AIM OF THE EXERCISE: Give the data back exactly. Leave out any images.

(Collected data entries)
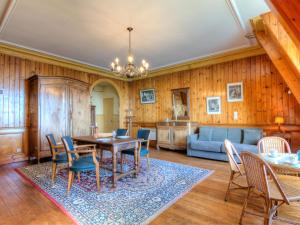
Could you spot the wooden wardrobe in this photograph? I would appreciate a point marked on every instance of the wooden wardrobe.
(57, 105)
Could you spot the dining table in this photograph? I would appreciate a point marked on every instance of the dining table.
(115, 146)
(286, 163)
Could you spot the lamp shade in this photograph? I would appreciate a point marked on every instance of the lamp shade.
(279, 120)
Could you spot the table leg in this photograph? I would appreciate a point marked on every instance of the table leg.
(114, 169)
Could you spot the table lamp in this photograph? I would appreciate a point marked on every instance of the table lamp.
(279, 120)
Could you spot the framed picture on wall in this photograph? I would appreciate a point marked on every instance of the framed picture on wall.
(147, 96)
(235, 92)
(213, 105)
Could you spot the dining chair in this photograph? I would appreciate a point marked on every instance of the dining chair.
(237, 174)
(121, 132)
(266, 144)
(143, 137)
(263, 182)
(58, 157)
(78, 163)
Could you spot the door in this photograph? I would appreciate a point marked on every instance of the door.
(163, 135)
(79, 111)
(108, 114)
(53, 113)
(179, 136)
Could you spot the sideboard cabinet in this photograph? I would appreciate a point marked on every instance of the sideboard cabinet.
(57, 105)
(173, 135)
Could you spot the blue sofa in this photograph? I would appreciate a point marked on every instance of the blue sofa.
(209, 143)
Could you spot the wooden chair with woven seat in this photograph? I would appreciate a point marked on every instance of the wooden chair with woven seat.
(58, 157)
(266, 144)
(237, 175)
(263, 182)
(77, 163)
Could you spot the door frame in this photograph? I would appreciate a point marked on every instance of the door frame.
(121, 98)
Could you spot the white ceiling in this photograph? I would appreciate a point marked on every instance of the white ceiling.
(165, 31)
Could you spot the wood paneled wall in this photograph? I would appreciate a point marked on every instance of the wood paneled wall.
(14, 101)
(265, 94)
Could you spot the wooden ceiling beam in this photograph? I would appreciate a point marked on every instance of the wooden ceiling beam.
(288, 13)
(279, 58)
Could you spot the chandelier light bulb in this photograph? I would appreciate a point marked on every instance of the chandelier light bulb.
(130, 69)
(130, 59)
(142, 69)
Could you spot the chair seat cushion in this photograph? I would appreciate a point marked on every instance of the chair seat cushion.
(82, 164)
(143, 152)
(61, 158)
(209, 146)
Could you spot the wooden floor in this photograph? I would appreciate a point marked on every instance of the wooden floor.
(21, 203)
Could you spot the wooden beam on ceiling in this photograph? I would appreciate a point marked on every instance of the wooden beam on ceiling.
(277, 55)
(288, 13)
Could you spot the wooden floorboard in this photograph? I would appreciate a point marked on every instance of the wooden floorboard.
(22, 204)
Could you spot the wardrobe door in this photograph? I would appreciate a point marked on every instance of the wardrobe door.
(53, 113)
(79, 110)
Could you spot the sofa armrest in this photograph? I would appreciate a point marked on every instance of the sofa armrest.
(191, 138)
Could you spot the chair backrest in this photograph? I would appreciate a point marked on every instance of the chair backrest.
(68, 143)
(258, 172)
(51, 140)
(121, 132)
(144, 134)
(266, 144)
(231, 151)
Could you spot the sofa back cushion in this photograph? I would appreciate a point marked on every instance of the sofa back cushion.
(234, 135)
(205, 133)
(252, 136)
(219, 134)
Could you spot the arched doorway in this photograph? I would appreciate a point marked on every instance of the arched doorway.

RESPONSE TO THE TASK:
Could you spot the wooden wardrobe in this photograph? I would appreciate a point marked on every instance of the wooden wardrobe.
(57, 105)
Could you spot the dining table in this photograph? I would appreciate a point marked on every instance of the dining table.
(115, 146)
(286, 163)
Could you spot the lamp shade in this photograph? I would appreciate a point marked on every instance of the lamp shade.
(279, 120)
Could you spot the table leg in this photograph? I would appreciate a point marked on every instance of the table leg.
(114, 169)
Could you spot the table lamp in this photograph? I would appreciate a point marked on every instance of the table lamp.
(279, 120)
Could you spot the framed picture on wall in this photograph? I would appreciate a point marked on every instance of the framed picture on wall.
(147, 96)
(235, 92)
(213, 105)
Could you spot the dining chair in this photograph? I would appreciate a point marked on every instance of the dining chair.
(237, 174)
(121, 132)
(266, 144)
(143, 137)
(263, 182)
(58, 157)
(78, 163)
Could you spot the door in this photograph? I would appreciate a point marked on every instance of the door.
(163, 135)
(79, 111)
(108, 114)
(53, 113)
(179, 136)
Could you spot the sideboard cabinet in this photograph? I would appreciate a point marked on every instance of the sideboard cabinet.
(57, 105)
(173, 135)
Could you spot the blue sofa in this photograph? I would appreciate a point marked on every instance of the blue sofa.
(209, 143)
Could you spot the wooden chair with woven seat in this photograph? I would appreciate a point marked on every instance of the wooden chair with woven seat.
(58, 157)
(266, 144)
(237, 175)
(263, 182)
(77, 163)
Could you spot the door frame in this photograph? I would appreciate a point marked on every instance of the door frame.
(121, 98)
Could you spot the white ceiling in this photograph? I would appreciate a point marked on every instance of the white ceiling.
(165, 31)
Could you spot the wood paneled wall in this photograph? I would appreciate a point marked on every instance of the wood paneled wall.
(14, 101)
(265, 94)
Could you spot the wooden ceiling beam in this photograph? I would appreciate a point marked on every instance of the wooden ceiling beam.
(288, 13)
(279, 58)
Could you spot the chandelier light bulb in this photograph? I would appreciate a point marked on every instance of the chandelier light bulb.
(130, 69)
(130, 59)
(142, 69)
Could you spot the chair seat cushion in this photograph? I would appreciate a point marked on every instance of the chair seat cushion.
(82, 164)
(143, 152)
(61, 158)
(209, 146)
Could you spot the wooden floor in this photograph? I would appreciate a point marked on every instance of the wooden floor.
(21, 203)
Could you spot the wooden beam on ceiling in this photograph? I would appreciate a point marked on every instance of the wooden beam on ceiling.
(277, 55)
(288, 13)
Could you spot the wooden floorboard in this photograph? I would appreciate a point marked on every instance of the wooden floorboard.
(22, 204)
Could you spot the wardrobe door in this photograph? I would appreciate a point marked on every instance of the wardrobe door.
(53, 113)
(79, 110)
Could you spot the sofa armrest in this photograph? I would appreciate a point marked on every instance of the sofa armrest.
(191, 138)
Could you spot the chair backrest in this photograph? I would appreciate a point marked on every instance of the chair backrest.
(68, 143)
(258, 172)
(51, 140)
(121, 132)
(144, 134)
(266, 144)
(231, 151)
Could you spot the sofa back cushion in this photograph? I would appreciate a point marked on every instance of the sofa back cushion.
(234, 135)
(205, 133)
(252, 136)
(219, 134)
Could you spot the arched doorway in this photograph? I would appreciate a point marked on every instance of the arched doorway.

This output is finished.